─── Testo estratto

Fallire è auspicabile

Secondo Massimo Recalcati le situazioni di crisi possono rappresentare un importante punto di partenza per l’individuazione di un io che si differenzi da quello del nostro prossimo
/ 21.11.2016
di Eliana Bernasconi

Durante il Festival di filosofia di Modena, svoltosi in autunno, ci si è occupati del tema, sempre attualissimo, dell’agonismo, concetto che (insieme alla competitività) attraversa la storia e si intreccia con tutti gli aspetti della vita pubblica e del singolo, nei confronti e nei conflitti della politica, della democrazia, perfino della concorrenza economica. Alcuni protagonisti del pensiero e del dibattito culturale contemporaneo, di provenienza italiana e straniera, hanno affrontato il tema da diversi punti di vista.

In una società dominata dal principio del successo la sconfitta è una controparte ineludibile, una parte essenziale dell’agonismo, ed è stato Massimo Recalcati, psicoanalista lacaniano, a tesserne una paradossale difesa parlando di «Elogio del Fallimento». In questa società di vincenti la prestazione e la vittoria possono rivelarsi sterili, mentre l’esperienza dell’errore e dello sbandamento permette all’io di assumere la propria vulnerabilità. Il nostro è il tempo dei corpi e dei pensieri costantemente in gara, della competizione permanente che il filosofo Marcuse aveva posto nella categoria del principio di prestazione. Un vero e proprio imperativo che ci obbliga a essere performanti, macchine efficienti, non guaste, che corrono veloci. Lo sanno bene i bambini, che negli ultimi venti anni hanno sviluppato una psicopatologia nuova: sono sempre in movimento fanno fatica a concentrarsi, ascoltare, fermarsi, pensare.

Il nostro è il tempo subordinato al dominio dell’io, del farsi un nome da sé, che Lacan con un neologismo ironico aveva definito il tempo della «iocrazia», dove l’io diventa un idolo e il mondo è ridotto a spettacolo dove dobbiamo manifestarci; vincono coloro che arrivano primi e corrono più veloci. È il tempo che Adorno aveva definito dell’iperattivismo, del principio di prestazione, dell’idolatria della «monade», ciascuno nel proprio ego, nella propria autoaffermazione, dove non esiste spazio per il fallimento, lo sbandamento e la crisi, l’inciampo e il disorientamento.

La psicoanalisi si interessa delle persone che fanno esperienza in modi diversi di crisi nei rapporti, nei pensieri, nel corpo malato. O quando il sintomo si manifesta nel lapsus, nella sofferenza, nella malattia, nell’insonnia. Quando l’ordine dei pensieri si infrange e non funziona più, e pare respingere la vita, poiché altera il funzionamento normale del corpo.

──────

_Istruzioni dei compiti_.
A - Nell'articolo sul fallimento, in quale festival si è discusso del tema dell'agonismo?
B - Riscrivi in forma più breve il paragrafo dell'articolo sul fallimento che comincia con "Il nostro è il tempo subordinato", mantenendone i fatti principali.
C - Trascrivi dall'articolo sul fallimento il passo da "La psicoanalisi si" fino a "normale del corpo." compreso.

─── Dati forniti

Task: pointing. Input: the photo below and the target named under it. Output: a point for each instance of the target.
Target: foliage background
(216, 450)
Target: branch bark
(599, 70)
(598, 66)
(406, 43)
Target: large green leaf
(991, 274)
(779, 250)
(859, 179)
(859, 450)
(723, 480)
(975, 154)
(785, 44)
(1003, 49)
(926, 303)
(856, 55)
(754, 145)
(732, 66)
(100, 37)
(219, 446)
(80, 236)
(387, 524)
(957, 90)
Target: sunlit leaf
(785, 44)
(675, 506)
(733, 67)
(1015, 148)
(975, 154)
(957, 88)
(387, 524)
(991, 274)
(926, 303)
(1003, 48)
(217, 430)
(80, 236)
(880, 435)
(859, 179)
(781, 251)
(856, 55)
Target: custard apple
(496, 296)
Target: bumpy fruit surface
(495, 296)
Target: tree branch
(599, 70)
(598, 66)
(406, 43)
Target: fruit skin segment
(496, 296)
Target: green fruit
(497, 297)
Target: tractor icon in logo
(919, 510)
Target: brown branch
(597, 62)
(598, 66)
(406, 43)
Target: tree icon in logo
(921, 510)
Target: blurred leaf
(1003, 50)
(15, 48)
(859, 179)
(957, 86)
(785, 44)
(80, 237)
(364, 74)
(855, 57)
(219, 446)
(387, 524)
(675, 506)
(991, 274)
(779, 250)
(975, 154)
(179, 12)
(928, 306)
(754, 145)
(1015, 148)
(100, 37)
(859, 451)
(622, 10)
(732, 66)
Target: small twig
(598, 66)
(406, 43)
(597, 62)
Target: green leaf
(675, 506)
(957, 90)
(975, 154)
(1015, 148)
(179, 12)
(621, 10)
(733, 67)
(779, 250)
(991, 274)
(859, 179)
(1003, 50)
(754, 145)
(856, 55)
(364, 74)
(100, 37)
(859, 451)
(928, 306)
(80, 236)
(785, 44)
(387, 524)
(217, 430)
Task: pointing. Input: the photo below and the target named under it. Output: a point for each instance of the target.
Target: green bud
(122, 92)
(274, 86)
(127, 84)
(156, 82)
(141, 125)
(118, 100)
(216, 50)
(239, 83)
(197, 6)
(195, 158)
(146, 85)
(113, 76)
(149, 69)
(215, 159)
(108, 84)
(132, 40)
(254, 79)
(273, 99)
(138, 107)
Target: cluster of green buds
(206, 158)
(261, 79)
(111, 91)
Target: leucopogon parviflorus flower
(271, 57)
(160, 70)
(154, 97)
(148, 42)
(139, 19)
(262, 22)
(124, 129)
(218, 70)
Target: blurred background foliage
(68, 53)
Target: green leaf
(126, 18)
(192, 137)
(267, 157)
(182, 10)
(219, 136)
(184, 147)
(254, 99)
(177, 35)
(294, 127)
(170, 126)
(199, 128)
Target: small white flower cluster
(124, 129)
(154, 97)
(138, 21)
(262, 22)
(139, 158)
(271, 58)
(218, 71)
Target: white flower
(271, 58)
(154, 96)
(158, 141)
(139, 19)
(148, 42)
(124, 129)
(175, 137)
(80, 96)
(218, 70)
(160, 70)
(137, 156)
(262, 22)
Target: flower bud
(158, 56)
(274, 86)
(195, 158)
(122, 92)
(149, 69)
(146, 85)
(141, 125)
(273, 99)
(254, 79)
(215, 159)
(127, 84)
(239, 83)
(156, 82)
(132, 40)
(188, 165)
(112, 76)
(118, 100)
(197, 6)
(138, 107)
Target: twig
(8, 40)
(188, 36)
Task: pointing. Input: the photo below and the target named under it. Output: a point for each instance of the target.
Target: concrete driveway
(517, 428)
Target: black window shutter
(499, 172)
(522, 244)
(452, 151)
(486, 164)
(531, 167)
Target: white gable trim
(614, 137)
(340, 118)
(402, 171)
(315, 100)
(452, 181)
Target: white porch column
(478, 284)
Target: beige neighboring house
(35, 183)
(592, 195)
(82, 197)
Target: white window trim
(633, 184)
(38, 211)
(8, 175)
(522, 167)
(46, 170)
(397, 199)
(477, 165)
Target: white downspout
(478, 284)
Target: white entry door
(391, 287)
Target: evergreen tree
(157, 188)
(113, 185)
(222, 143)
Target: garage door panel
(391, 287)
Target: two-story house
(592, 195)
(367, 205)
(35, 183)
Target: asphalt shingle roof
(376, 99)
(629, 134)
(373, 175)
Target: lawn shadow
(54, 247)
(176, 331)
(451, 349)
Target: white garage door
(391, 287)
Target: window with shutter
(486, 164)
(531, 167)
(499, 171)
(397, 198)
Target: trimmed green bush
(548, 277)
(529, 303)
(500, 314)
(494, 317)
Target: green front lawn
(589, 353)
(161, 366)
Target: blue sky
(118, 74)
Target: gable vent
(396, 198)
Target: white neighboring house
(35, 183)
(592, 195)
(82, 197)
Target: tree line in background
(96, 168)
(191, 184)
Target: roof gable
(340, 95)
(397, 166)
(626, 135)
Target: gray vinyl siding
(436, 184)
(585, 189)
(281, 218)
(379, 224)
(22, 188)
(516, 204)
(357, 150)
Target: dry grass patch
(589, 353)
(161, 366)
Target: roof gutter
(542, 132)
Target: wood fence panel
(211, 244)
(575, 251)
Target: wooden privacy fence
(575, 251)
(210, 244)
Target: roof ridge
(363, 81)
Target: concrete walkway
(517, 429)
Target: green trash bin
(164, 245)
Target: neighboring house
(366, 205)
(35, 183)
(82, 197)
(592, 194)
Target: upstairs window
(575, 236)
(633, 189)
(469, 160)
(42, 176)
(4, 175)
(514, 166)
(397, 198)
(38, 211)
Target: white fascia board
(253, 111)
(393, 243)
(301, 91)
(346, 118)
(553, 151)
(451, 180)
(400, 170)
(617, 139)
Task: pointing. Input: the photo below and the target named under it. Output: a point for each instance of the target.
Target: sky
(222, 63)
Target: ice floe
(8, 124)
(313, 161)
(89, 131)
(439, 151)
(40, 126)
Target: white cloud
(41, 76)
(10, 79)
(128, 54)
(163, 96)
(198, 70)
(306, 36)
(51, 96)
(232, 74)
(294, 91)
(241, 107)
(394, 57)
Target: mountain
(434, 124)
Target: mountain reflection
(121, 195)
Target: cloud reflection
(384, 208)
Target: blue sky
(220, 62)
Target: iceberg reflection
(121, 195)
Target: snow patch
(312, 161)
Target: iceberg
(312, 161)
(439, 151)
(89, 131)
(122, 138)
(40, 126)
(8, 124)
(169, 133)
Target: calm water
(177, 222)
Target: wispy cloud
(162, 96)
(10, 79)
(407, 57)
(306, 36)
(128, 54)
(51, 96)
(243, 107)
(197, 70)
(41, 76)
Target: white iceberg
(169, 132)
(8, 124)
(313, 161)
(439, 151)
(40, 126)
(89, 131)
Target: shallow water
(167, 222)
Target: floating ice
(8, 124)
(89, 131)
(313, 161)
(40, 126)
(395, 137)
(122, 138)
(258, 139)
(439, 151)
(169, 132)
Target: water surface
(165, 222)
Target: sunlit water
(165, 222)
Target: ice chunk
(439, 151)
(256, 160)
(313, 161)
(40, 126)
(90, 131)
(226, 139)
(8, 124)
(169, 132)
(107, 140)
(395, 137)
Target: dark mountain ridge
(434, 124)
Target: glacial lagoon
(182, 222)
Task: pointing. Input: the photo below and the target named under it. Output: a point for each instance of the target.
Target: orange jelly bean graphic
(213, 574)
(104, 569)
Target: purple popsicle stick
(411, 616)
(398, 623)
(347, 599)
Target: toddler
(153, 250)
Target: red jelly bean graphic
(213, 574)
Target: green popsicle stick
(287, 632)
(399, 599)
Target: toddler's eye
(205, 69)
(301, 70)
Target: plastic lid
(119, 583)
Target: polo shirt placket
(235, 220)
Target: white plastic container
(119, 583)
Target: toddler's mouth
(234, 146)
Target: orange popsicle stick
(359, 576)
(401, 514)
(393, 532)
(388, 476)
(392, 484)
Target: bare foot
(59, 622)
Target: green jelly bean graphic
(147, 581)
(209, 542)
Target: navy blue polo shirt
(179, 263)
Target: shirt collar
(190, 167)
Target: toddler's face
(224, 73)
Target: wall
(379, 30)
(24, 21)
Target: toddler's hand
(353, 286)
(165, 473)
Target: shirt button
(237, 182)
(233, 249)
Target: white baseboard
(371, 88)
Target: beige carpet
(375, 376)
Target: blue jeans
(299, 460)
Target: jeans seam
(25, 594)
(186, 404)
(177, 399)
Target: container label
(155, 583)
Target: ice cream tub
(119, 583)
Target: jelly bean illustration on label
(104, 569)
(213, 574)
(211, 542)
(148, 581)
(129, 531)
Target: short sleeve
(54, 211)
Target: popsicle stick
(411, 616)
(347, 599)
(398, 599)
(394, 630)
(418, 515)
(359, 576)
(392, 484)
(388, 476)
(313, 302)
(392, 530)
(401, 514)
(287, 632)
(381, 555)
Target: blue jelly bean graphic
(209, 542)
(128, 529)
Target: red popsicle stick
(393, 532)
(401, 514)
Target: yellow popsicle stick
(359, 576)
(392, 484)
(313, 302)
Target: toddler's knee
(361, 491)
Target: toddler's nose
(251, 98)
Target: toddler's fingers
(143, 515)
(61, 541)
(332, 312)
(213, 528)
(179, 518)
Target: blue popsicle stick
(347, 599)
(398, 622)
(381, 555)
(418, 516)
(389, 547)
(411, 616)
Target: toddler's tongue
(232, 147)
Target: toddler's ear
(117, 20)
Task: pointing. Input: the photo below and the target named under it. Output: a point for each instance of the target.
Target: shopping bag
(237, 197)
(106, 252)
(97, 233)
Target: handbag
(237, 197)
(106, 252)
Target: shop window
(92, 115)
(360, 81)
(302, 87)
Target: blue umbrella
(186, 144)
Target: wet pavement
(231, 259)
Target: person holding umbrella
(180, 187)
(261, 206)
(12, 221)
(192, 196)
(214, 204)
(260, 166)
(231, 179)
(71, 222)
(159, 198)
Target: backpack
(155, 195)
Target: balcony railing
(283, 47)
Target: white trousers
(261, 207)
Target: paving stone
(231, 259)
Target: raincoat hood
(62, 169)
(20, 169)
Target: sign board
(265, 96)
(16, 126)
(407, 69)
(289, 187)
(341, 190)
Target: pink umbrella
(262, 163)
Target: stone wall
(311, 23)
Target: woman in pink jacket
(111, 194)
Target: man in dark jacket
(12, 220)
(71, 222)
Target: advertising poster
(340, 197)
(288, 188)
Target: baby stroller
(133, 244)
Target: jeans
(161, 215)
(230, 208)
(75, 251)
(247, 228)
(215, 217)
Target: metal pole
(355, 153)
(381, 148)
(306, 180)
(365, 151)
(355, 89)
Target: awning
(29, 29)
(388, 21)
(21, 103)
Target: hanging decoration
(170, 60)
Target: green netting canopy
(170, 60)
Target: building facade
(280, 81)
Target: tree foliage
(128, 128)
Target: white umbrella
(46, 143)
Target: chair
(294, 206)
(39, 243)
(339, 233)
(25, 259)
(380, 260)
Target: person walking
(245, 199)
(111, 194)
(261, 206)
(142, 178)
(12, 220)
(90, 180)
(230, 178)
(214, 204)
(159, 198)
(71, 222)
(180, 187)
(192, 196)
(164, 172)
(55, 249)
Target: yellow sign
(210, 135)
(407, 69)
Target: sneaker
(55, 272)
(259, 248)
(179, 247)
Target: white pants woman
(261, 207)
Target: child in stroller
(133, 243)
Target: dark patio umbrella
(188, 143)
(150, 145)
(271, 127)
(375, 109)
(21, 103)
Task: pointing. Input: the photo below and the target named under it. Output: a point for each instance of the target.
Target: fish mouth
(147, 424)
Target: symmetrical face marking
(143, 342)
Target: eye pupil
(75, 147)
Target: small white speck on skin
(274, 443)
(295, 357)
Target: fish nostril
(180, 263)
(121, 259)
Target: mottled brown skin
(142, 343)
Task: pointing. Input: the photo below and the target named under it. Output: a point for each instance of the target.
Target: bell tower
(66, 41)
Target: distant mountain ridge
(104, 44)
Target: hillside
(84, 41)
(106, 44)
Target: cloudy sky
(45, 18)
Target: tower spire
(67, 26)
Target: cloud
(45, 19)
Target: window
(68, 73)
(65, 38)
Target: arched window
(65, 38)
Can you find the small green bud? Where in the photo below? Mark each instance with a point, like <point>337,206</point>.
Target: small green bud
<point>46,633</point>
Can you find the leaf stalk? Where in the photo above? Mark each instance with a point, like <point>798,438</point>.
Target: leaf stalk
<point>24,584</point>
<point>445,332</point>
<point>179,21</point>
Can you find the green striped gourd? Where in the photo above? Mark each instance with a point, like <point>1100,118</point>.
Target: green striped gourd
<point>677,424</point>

──────

_Risposte ai compiti_.
A - Al Festival di filosofia di Modena, svoltosi in autunno.

B - Viviamo nel tempo del dominio dell'io e del farsi un nome da sé, che Lacan chiamava ironicamente «iocrazia». L'io diventa un idolo, il mondo uno spettacolo in cui manifestarsi, e vince chi arriva primo e corre più veloce. Adorno lo definiva il tempo dell'iperattivismo, del principio di prestazione e dell'idolatria della «monade», chiusa nel proprio ego e nella propria autoaffermazione. In questo tempo non c'è spazio per fallimento, sbandamento, crisi, inciampo e disorientamento.

C -
La psicoanalisi si interessa delle persone che fanno esperienza in modi diversi di crisi nei rapporti, nei pensieri, nel corpo malato. O quando il sintomo si manifesta nel lapsus, nella sofferenza, nella malattia, nell’insonnia. Quando l’ordine dei pensieri si infrange e non funziona più, e pare respingere la vita, poiché altera il funzionamento normale del corpo.